### GIVEN PASSAGE
◆ ◆ ◆

About us

Mami from Jeevodaya

Helena Pyz was born in Warsaw, April 10 1948. She graduated from high school and studied medicine. At the age of 10, she was affected with polio. She had to stop her medical studies several times because of the disease and subsequent leg surgeries, however she has never made allowances for herself. In the pilgrim group to Częstochowa, group called ‘number 13’, she has made her own way to God and to the other. Fascinated with Jasna Góra, she understood that God invites her, following Mary, as a layperson, to devote her life to Jesus, fulfilling evangelical advices. Since 1971, she has been member of the Institute of Primate Wyszyński.

As a doctor, she was specializing in internal diseases. She was working in a local clinic in the Wola district, Warsaw (1974 -1983) and in the suburbs of Warsaw, in Ząbki (1884 - 1988). In the eighties, she was actively participating in organizing the Solidarity movement in the medical environment. She was president of the Wola hospital trade union committee until the ban of the Union.

At a name day party of her friend, she heard that there was a centre for lepers in India, where its Founder, father Adam Wiśniewski was seriously ill while being the only doctor supplying medical care to a dozen thousand people. She took this information as a call for herself. After two years of efforts, on February 14, 1989 she set up to her first long, full of imponderables trip to India. After coming to Jeevodaya – despite language barrier, lack of experience in curing leprosy and tropical diseases, despite financial and climatic difficulties – she knew from the very start that it is the place indicated by God for her to stay.

◆ ◆ ◆

### DATA SHOWN
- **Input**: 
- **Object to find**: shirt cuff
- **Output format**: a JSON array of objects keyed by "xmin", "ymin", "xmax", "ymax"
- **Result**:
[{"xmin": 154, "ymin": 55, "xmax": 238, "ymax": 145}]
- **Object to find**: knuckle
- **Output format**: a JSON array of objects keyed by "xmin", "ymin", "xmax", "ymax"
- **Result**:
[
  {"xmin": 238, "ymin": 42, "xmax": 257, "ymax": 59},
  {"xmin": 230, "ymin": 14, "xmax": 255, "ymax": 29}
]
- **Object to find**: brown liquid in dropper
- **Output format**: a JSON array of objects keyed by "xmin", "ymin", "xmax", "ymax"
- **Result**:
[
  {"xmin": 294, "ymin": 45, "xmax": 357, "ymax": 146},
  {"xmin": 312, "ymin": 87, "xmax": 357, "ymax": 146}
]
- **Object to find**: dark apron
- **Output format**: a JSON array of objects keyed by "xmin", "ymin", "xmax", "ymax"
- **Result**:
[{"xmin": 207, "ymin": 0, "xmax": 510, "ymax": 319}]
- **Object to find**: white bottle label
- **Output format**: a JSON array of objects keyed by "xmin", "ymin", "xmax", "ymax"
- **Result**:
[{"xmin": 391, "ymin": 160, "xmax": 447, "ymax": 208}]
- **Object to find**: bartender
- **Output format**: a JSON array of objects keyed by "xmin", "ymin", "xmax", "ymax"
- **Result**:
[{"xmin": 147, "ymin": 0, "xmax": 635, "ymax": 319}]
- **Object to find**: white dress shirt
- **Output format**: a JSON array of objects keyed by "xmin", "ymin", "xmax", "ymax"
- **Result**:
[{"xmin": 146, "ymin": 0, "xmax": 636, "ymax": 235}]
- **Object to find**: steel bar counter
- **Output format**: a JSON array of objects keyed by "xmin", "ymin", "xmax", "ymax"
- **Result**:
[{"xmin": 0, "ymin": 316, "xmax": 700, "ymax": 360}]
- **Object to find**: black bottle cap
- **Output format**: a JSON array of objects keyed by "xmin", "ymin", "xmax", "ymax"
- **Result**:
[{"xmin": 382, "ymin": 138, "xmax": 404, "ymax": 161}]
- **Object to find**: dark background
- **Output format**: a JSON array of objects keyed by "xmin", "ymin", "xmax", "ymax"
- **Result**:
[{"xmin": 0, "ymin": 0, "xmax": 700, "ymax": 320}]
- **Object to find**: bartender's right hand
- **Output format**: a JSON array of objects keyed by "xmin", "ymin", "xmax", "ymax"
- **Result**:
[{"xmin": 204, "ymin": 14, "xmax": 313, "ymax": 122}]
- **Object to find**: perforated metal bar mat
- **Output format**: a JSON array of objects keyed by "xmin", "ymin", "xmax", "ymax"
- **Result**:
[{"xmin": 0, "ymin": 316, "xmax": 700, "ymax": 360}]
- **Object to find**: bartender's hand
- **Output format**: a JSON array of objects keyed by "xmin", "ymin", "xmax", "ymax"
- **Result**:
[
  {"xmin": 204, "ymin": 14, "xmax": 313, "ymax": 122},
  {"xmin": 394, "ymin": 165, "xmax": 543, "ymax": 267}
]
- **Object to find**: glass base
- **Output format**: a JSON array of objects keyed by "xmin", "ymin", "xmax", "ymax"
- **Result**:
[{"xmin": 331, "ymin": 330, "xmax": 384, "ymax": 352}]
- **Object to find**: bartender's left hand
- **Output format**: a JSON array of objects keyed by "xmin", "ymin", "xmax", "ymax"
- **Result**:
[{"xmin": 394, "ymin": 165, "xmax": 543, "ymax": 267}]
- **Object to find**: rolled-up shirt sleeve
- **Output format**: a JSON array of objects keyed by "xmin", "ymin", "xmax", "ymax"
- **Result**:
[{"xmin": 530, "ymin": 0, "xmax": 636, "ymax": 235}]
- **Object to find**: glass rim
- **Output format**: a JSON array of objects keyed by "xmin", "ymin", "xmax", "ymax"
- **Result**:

◆ ◆ ◆

### EXPLORE THE MATERIAL
- 1) Answer these from the Helena Pyz biography:
(a) On what date and in what city was she born?
(b) What body did she serve as president until the ban of the Union?
(c) On what date did she set out on her first trip to India?
- 2) Decide whether each statement agrees with the Helena Pyz biography, and quote the words that settle it.
(a) She was affected with polio at the age of 10.
(b) As a doctor, she specialized in surgery.
(c) Father Adam Wiśniewski was one of several doctors at the center for lepers.
- 3) Pick up the Helena Pyz biography after its last sentence and continue it.
The listing is unrelated to the Helena Pyz biography.

### ANSWERS TO EACH TASK
- 1)
(a) April 10, 1948, in Warsaw.
(b) The Wola hospital trade union committee.
(c) February 14, 1989.

- 2)
(a) Yes: "At the age of 10, she was affected with polio."
(b) No: "As a doctor, she was specializing in internal diseases."
(c) No: "the only doctor supplying medical care to a dozen thousand people"

- 3)
For the inhabitants of the Centre, dr Helena Pyz is a doctor, advisor, friend. She cures everything: starting from chafes on the knees got during children’s games, going through help obtained at deliveries and follow-up evaluations, up to many-months treatment of leprosy. In her clinic, she sees people affected with leprosy, those who need advice when they have a flu or any other disease, but also poor local people from the nearby villages, who cannot afford any other medical care. She also attends outbound clinics in Tumgaon (about 80 km from Jeevodaya) and Kutela (above 200 km).

As the Treasurer of the Center, she sees to it that work might be possible in the centre, and the children are never hungry. When she came for the first time to Jeevodaya, the financial situation was dramatic; she could not afford to pay for everything that was needed, especially there was no money for rice, which is the basis of meals in India. She stays in touch with Benefactors in Poland (since 1993 also through the Mission Secretariat in Warsaw) and all over the world. For the guests visiting the Centre, she is the host, for the volunteers - a teacher and tutor.

Dr Helena is voluntarily sharing her life with other inhabitants of the Centre for lepers. She evangelizes not only with words, but also in act, that is service and love to those who are rejected by others due to fear and prejudice. She speaks hindi, understands also other dialects and languages of neighbouring states. She dresses as a Hindu and despite her white skin, she is considered as a native inhabitant of this land.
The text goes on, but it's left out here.